OBJECTIVE
Everything in the data should be repeated exactly, save for the images.

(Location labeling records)
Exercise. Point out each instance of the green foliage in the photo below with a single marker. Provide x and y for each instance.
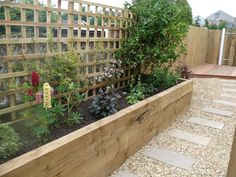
(163, 79)
(136, 92)
(9, 141)
(186, 10)
(156, 34)
(41, 121)
(73, 98)
(63, 69)
(104, 104)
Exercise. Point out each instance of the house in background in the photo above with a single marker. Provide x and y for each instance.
(199, 21)
(220, 16)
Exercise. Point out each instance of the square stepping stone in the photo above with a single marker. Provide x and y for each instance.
(228, 81)
(218, 111)
(229, 85)
(206, 122)
(229, 103)
(123, 173)
(170, 157)
(228, 96)
(194, 138)
(229, 90)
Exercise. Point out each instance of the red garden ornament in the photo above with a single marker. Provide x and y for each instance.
(35, 79)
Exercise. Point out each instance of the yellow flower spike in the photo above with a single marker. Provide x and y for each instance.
(47, 98)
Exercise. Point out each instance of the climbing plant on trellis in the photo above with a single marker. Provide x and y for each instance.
(29, 29)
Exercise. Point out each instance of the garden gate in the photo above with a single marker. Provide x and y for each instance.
(229, 54)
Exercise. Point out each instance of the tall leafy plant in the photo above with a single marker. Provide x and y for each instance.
(156, 34)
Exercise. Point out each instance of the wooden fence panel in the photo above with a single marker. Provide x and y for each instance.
(29, 29)
(203, 46)
(229, 55)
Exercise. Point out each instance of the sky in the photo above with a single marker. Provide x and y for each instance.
(203, 8)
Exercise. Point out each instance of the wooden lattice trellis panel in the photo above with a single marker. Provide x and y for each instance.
(29, 29)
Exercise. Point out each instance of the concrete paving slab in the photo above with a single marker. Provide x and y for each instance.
(187, 136)
(228, 103)
(218, 111)
(206, 122)
(124, 174)
(170, 157)
(229, 90)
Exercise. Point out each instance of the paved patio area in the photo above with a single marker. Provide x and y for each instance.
(198, 143)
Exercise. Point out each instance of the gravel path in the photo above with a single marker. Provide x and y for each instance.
(211, 160)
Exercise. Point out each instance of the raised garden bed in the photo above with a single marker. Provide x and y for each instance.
(101, 147)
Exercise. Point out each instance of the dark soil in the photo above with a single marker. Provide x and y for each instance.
(29, 143)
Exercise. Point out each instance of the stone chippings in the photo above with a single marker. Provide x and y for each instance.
(211, 161)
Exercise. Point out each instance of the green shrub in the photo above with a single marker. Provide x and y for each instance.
(9, 141)
(136, 92)
(104, 104)
(163, 79)
(156, 34)
(40, 120)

SOLUTION TO THE EXERCISE
Exercise. Point out each instance of the green foliage in the photo below with a single marker. Provide x and y for each instance.
(163, 79)
(136, 92)
(9, 141)
(186, 10)
(156, 34)
(41, 121)
(73, 98)
(63, 69)
(104, 104)
Exercise. Point out each instance of the house in background in the photo above with a single marker. Provide x and y for each instance.
(199, 21)
(220, 16)
Exercise. Point out each instance of the square stepping stone in the photo above with a single marker. Provide x and y for each instance.
(228, 81)
(218, 111)
(229, 85)
(206, 122)
(229, 103)
(123, 173)
(170, 157)
(228, 96)
(194, 138)
(229, 90)
Exercise. Point out each instance of the red garden ornament in the photo above with a single marker. Provide x and y for each instance.
(35, 79)
Exercise. Point out each instance of the yellow flower spike in the photo above with a single marker. Provide x and y for each instance.
(47, 98)
Exercise. Point out each instance of the climbing plant on trellis in the photo above with a single marker. Provide x and y for each instance.
(29, 29)
Exercise. Point out each instance of the garden gate in the photo above with a single marker. Provide x and y for each instance.
(229, 54)
Exercise. Point out each instance of the tall leafy plant in the photo above with a single marker. Provide x and y for each instance.
(156, 34)
Exercise. Point out each instance of the wooden fence panel in the photo above with a single marker. Provide x and y for each instance.
(29, 29)
(203, 46)
(229, 55)
Exercise. Point out each instance of the sky in the photo above with a single marker. Provide x and y for each instance.
(203, 8)
Exercise. Point out each instance of the wooden lattice trellis panel in the photo above with a single marker. Provide x and y for each instance.
(29, 29)
Exercise. Point out each instance of the concrete paving slab in the photo above with a single marker. Provide x and y for each instance.
(187, 136)
(228, 103)
(218, 111)
(206, 122)
(124, 174)
(170, 157)
(229, 90)
Exercise. Point out each instance of the paved patio area in the photo above with a single marker. Provide x and y for each instance.
(198, 143)
Exercise. Point out each instance of the gravel path in the photo above with a single marker. Provide x and y for each instance.
(211, 160)
Exercise. Point out each instance of the raised garden bed in the photo above with a single marker. Provide x and y for each instance.
(101, 147)
Exercise. Point out each instance of the dark soil in the photo above with a single marker. Provide x and y for each instance.
(29, 143)
Exercise. Point out each instance of the stone chippings in the photo above with a single marker. Provide x and y for each instance.
(211, 161)
Exercise. Point out each instance of the green shrub in the photo above with a single marker. Provide x and y for each instance.
(9, 141)
(136, 92)
(104, 104)
(163, 79)
(156, 34)
(40, 120)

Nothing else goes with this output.